Goal
Gather every line in the rows below that contains the word "outline".

── Dataset entries

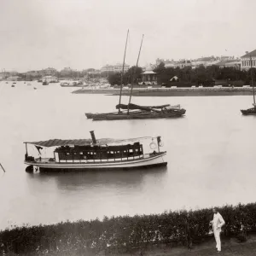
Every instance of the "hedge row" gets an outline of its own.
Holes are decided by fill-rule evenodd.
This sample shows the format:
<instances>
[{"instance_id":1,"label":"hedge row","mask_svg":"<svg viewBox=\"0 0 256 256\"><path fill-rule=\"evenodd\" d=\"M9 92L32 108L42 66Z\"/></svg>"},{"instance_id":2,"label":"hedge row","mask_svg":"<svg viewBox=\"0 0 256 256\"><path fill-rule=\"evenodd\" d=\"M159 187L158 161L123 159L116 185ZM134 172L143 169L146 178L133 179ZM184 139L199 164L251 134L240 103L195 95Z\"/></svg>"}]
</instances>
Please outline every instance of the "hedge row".
<instances>
[{"instance_id":1,"label":"hedge row","mask_svg":"<svg viewBox=\"0 0 256 256\"><path fill-rule=\"evenodd\" d=\"M226 223L226 236L238 234L241 224L247 230L256 231L256 203L225 206L219 212ZM0 254L71 255L72 252L74 255L80 252L90 255L109 248L129 251L148 244L184 241L188 228L194 238L207 236L212 219L212 209L201 209L15 227L0 232Z\"/></svg>"}]
</instances>

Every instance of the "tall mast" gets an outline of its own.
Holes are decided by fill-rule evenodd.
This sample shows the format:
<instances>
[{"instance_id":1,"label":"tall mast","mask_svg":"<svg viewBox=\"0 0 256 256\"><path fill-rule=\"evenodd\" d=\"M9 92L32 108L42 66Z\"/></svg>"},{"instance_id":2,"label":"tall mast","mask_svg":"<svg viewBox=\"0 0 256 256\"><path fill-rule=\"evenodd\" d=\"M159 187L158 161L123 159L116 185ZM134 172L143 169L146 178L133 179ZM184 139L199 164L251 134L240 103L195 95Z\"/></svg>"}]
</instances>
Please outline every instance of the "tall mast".
<instances>
[{"instance_id":1,"label":"tall mast","mask_svg":"<svg viewBox=\"0 0 256 256\"><path fill-rule=\"evenodd\" d=\"M130 98L129 98L129 103L128 103L128 112L127 113L129 114L129 105L131 103L131 94L132 94L132 90L133 90L133 79L135 77L135 73L136 73L136 71L137 71L137 64L138 64L138 61L139 61L139 58L140 58L140 55L141 55L141 49L142 49L142 45L143 45L143 38L144 38L144 34L143 34L143 39L142 39L142 42L141 42L141 46L140 46L140 50L139 50L139 53L138 53L138 55L137 55L137 63L136 63L136 68L133 72L133 74L131 75L131 93L130 93Z\"/></svg>"},{"instance_id":2,"label":"tall mast","mask_svg":"<svg viewBox=\"0 0 256 256\"><path fill-rule=\"evenodd\" d=\"M121 74L121 85L120 85L120 95L119 95L119 113L120 112L120 104L121 104L122 89L123 89L123 78L124 78L124 70L125 70L125 55L126 55L126 47L127 47L128 35L129 35L129 29L128 29L128 31L127 31L126 43L125 43L125 49L124 61L123 61L123 70L122 70L122 74Z\"/></svg>"},{"instance_id":3,"label":"tall mast","mask_svg":"<svg viewBox=\"0 0 256 256\"><path fill-rule=\"evenodd\" d=\"M255 91L254 91L254 82L253 82L253 61L252 61L252 55L250 55L250 61L251 61L251 78L252 78L252 86L253 86L253 106L255 106Z\"/></svg>"}]
</instances>

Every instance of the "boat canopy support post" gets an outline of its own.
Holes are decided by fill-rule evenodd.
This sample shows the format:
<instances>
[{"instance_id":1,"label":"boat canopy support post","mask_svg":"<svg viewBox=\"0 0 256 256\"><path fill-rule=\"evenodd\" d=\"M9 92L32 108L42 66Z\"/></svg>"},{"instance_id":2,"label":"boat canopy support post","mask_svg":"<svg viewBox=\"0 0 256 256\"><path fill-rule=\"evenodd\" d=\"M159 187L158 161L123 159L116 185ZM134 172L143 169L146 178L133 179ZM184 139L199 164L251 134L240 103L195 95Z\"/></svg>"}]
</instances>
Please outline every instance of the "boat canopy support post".
<instances>
[{"instance_id":1,"label":"boat canopy support post","mask_svg":"<svg viewBox=\"0 0 256 256\"><path fill-rule=\"evenodd\" d=\"M134 80L134 77L136 75L136 71L137 69L137 65L138 65L138 61L140 59L140 55L141 55L141 50L142 50L142 45L143 45L143 38L144 38L144 34L143 34L143 39L142 39L142 42L141 42L141 46L140 46L140 50L139 50L139 53L138 53L138 55L137 55L137 63L136 63L136 68L133 72L133 74L131 75L131 92L130 92L130 98L129 98L129 103L128 103L128 110L127 110L127 114L129 114L129 106L130 106L130 103L131 103L131 95L132 95L132 90L133 90L133 80Z\"/></svg>"},{"instance_id":2,"label":"boat canopy support post","mask_svg":"<svg viewBox=\"0 0 256 256\"><path fill-rule=\"evenodd\" d=\"M125 71L125 55L126 55L126 47L127 47L127 41L128 41L128 35L129 35L129 29L127 31L126 36L126 43L125 43L125 55L124 55L124 61L123 61L123 70L121 74L121 84L120 84L120 95L119 95L119 104L121 104L121 97L122 97L122 89L123 89L123 79L124 79L124 71ZM120 107L119 107L119 113L120 113Z\"/></svg>"},{"instance_id":3,"label":"boat canopy support post","mask_svg":"<svg viewBox=\"0 0 256 256\"><path fill-rule=\"evenodd\" d=\"M2 166L1 163L0 163L0 166L1 166L1 168L3 169L3 172L5 172L5 170L4 170L4 168L3 167L3 166Z\"/></svg>"},{"instance_id":4,"label":"boat canopy support post","mask_svg":"<svg viewBox=\"0 0 256 256\"><path fill-rule=\"evenodd\" d=\"M26 145L26 154L25 154L25 160L27 160L27 157L28 157L28 154L27 154L27 143L25 143Z\"/></svg>"},{"instance_id":5,"label":"boat canopy support post","mask_svg":"<svg viewBox=\"0 0 256 256\"><path fill-rule=\"evenodd\" d=\"M255 90L254 90L254 81L253 81L253 61L252 61L252 55L250 55L250 62L251 62L251 79L252 79L252 86L253 86L253 106L255 106Z\"/></svg>"}]
</instances>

────

Reply to the task
Every instance of the "hedge row" gets an outline of its own.
Please outline every instance of the "hedge row".
Every instance of the "tall mast" gets an outline of its own.
Please outline every instance of the "tall mast".
Every instance of the "boat canopy support post" gets an outline of its own.
Please outline every instance of the "boat canopy support post".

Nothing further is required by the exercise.